EXERCISE AIM => Put each line of the material below into a JSON list of strings, one string per line, skipping blank lines and leaving out the pictures.
## START DATA SUPPLIED
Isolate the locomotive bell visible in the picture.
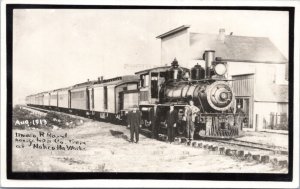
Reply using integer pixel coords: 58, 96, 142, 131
203, 50, 215, 78
191, 63, 205, 80
168, 58, 182, 81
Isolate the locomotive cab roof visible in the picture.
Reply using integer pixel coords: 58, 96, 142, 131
135, 66, 189, 75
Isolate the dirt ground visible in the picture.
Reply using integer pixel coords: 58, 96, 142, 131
13, 121, 287, 173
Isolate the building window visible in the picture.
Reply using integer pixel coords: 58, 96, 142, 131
141, 74, 149, 87
104, 86, 107, 109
## END DATA SUPPLIED
CORRECT ANSWER =>
[
  "Isolate the locomotive bell visible in the picture.",
  "Reply using integer pixel coords: 58, 96, 142, 131",
  "203, 50, 215, 78",
  "191, 63, 205, 80",
  "168, 58, 182, 81",
  "Isolate the locomotive cab roof visible in the picture.",
  "Reply using integer pixel coords: 58, 96, 142, 131",
  "135, 66, 189, 75",
  "Isolate the dirt ground visible in the picture.",
  "Reply using integer pixel coords: 58, 96, 142, 131",
  "13, 121, 287, 173",
  "Isolate the building window visible in the picture.",
  "Reply using integer pixel coords: 58, 96, 142, 131",
  "141, 74, 149, 87",
  "104, 86, 107, 109"
]